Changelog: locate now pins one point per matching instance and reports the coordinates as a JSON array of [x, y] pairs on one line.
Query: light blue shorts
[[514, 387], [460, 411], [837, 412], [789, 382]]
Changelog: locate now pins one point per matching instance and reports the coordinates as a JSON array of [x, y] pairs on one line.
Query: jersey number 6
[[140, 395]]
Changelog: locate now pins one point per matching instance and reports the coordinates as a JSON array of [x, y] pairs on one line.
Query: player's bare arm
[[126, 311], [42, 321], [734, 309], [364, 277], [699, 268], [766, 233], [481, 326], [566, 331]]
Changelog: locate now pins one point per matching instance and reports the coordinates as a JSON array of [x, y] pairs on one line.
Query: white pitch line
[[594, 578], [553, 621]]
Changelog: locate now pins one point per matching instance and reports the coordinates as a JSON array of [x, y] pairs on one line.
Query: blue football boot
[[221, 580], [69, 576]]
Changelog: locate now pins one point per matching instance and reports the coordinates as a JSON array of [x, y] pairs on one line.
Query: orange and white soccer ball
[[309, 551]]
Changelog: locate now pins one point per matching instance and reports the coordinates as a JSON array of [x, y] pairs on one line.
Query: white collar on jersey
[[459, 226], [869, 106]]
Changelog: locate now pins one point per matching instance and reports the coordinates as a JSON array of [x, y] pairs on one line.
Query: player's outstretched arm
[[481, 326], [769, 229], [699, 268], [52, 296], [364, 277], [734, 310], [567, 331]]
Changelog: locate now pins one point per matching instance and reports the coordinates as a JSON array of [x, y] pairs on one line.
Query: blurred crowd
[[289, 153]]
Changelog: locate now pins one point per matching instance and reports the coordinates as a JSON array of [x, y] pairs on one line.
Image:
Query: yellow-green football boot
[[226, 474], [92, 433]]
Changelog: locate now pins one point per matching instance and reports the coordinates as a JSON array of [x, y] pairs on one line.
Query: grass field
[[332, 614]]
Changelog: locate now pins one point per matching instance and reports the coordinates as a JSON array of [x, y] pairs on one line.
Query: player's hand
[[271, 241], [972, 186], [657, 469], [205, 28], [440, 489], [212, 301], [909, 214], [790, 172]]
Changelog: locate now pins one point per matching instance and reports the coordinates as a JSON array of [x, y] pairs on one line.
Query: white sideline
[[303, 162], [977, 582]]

_ _ _ _

● **Objective**
Rewrite all the records, substituting "soccer cleat" for every "football boot" and leaving everything else unchanged.

● **Reply**
Changelog: locate now pins one point per matching instance and reports the coordinates as a JSON array of [x, y] pairs on one line.
Query: light blue shorts
[[514, 387], [460, 411], [837, 412], [789, 382]]
Changelog: locate now pins one point per matching instance and reports the coordinates as a JSON array of [x, y] pairs on one line.
Query: jersey number 6
[[140, 395]]
Changelog: locate now pins one point per matching instance and reports the coordinates as a JSON array of [x, y] pairs on one line.
Query: player's bare arm
[[126, 311], [42, 321], [734, 309], [364, 277], [699, 268], [766, 233], [481, 326], [566, 331]]
Changelog: locate now pins one point per matching instance and reports the coordinates as a JSON array of [x, y] pairs on one line.
Query: white pitch line
[[594, 578], [553, 621]]
Changelog: locate now pins one point per matching instance and reports the coordinates as a JSON array of [x, y] pairs on one line.
Query: blue soccer cleat
[[221, 580], [69, 576]]
Changelog: locate now pins one point per matching instance and reports the coordinates as a JSON array of [x, y] pairs on one line.
Query: orange and white soccer ball
[[309, 551]]
Changelog: locate now pins one point per matching instance and reports the coordinates as a JSON array of [x, y] pairs on one line.
Query: white collar on jersey
[[459, 226], [869, 106]]
Changelog: locate now pins one point per matching instance and reports the coordinates as a JSON array of [x, y] pairs on one line.
Query: player's outstretched arm
[[481, 326], [769, 229], [699, 268], [52, 296], [364, 277], [734, 310], [567, 331]]
Changelog: locate now pins one point per matching instance and reports the coordinates as a JSON array of [x, y] pairs on one line.
Query: blurred crowd
[[289, 153]]
Changelog: locate now pins one point per matching instance and reports the coordinates as a JSON array of [x, y] pairs on one line.
Image:
Query: yellow-green soccer cleat
[[226, 474], [92, 433]]
Changelog: locate now pins one point per matching instance and reports the coordinates as a JSON array of [x, y] pairs on one line.
Query: grass field
[[332, 614]]
Changelog: locate now pins one point per matching instance and reports the coordinates as a JSON array of [x, y] pairs on one line.
Query: player's hand
[[271, 241], [972, 186], [657, 469], [205, 28], [440, 489], [212, 301], [909, 214], [790, 172]]
Changelog: locate now pins one point per matching instance and reports the coordinates as a JSON array of [x, y] pairs on one line.
Query: white sideline
[[303, 162], [977, 582]]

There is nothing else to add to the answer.